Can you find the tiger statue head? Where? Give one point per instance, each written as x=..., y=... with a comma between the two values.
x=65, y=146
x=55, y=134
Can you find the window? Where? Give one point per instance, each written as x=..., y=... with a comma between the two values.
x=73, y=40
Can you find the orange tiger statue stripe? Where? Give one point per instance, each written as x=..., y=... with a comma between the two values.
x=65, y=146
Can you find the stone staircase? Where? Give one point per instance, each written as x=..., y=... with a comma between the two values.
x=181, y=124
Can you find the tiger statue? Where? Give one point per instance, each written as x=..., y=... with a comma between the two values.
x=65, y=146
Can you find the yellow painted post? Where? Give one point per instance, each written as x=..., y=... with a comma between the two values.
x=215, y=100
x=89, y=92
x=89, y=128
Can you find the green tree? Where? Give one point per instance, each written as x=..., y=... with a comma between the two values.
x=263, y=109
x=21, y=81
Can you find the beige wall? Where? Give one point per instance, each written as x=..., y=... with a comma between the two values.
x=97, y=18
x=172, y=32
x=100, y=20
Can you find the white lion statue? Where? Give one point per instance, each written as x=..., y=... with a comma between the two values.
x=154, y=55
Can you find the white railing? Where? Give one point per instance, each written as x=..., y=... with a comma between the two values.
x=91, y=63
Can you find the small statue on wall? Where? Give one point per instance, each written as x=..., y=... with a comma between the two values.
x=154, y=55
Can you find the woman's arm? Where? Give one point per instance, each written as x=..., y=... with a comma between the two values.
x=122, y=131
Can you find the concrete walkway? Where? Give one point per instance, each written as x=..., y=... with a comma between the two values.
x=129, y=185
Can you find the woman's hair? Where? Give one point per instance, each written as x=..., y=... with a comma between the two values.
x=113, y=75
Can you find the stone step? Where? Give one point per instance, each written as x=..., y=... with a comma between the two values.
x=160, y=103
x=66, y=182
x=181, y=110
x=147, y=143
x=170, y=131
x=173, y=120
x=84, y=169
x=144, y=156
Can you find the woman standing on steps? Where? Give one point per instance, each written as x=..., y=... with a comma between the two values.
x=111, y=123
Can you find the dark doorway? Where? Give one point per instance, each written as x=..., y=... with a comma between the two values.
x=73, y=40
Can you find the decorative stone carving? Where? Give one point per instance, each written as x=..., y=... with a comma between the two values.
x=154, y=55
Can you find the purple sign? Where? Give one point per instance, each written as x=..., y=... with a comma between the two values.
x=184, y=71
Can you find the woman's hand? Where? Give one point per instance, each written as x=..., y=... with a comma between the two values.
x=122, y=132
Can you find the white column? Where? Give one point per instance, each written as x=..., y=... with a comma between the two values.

————————

◆ **THE TASK**
Copy all the rows above again, putting "sculpture" wherever "statue" appears and changing nothing else.

◆ **ANSWER TO THIS EXERCISE**
Can you find the tiger sculpture head? Where? Give one point per instance, each written as x=..., y=... with a comma between the two values.
x=65, y=146
x=55, y=134
Can you find the window? Where? Give one point per instance, each written as x=..., y=... with a comma between the two values.
x=73, y=40
Can you find the orange tiger sculpture stripe? Where? Give one point per instance, each written as x=..., y=... with a comma between the two values.
x=65, y=146
Can you find the stone staircase? Where? Give one point per instance, each written as x=..., y=... with a comma between the two values.
x=181, y=124
Can you find the tiger sculpture? Where? Give one point per instance, each written as x=..., y=... with a comma between the two values.
x=65, y=146
Can you find the yellow painted post? Where? Give one point per instance, each written as x=..., y=... with a comma between the two values.
x=215, y=100
x=89, y=92
x=89, y=128
Can you find the green tree? Where? Give one point per instance, each written as x=..., y=... with a comma between the two values.
x=263, y=109
x=21, y=81
Can you find the beige wall? Where? Give one point per instance, each written as x=..., y=... with a comma between the two values.
x=97, y=18
x=172, y=32
x=100, y=20
Can you find the white lion sculpture? Where? Give one point per instance, each written as x=..., y=... with a comma between the two values.
x=154, y=55
Can you find the white railing? Where? Give one point per instance, each written as x=..., y=... with a comma between the two values.
x=91, y=63
Can you find the small sculpture on wall? Where? Give one point per instance, each written as x=..., y=... with a comma between the two values.
x=154, y=55
Can you find the woman's arm? Where? Give one point per instance, each written as x=..., y=... with a comma between the two values.
x=122, y=131
Can you find the concrete walkway? Where? Give one point per instance, each written as x=..., y=... with a comma between the two values.
x=129, y=185
Can you find the woman's hair? Where? Give one point per instance, each written as x=..., y=... with a comma between the two values.
x=113, y=75
Can you find the stone step? Where? Give one point per instance, each written as x=..., y=... with a comma between the two values.
x=160, y=103
x=66, y=182
x=181, y=110
x=147, y=143
x=170, y=131
x=173, y=120
x=84, y=169
x=144, y=156
Can you find the woman standing on steps? Where? Give one point per instance, each written as x=..., y=... with a comma between the two values.
x=111, y=123
Can you find the dark doorway? Where? Give one point per instance, each written as x=..., y=... with a comma between the two values.
x=73, y=40
Can you find the decorative stone carving? Where? Give one point per instance, each written as x=..., y=... with a comma between the two values.
x=154, y=55
Can you find the purple sign? Where? Give one point per instance, each written as x=..., y=... with a comma between the two values.
x=184, y=71
Can you find the woman's hand? Where? Give one point per instance, each written as x=..., y=... with a comma between the two values.
x=122, y=132
Can you find the white column? Where? Give one point per instance, each written as x=..., y=... with a comma between the two values.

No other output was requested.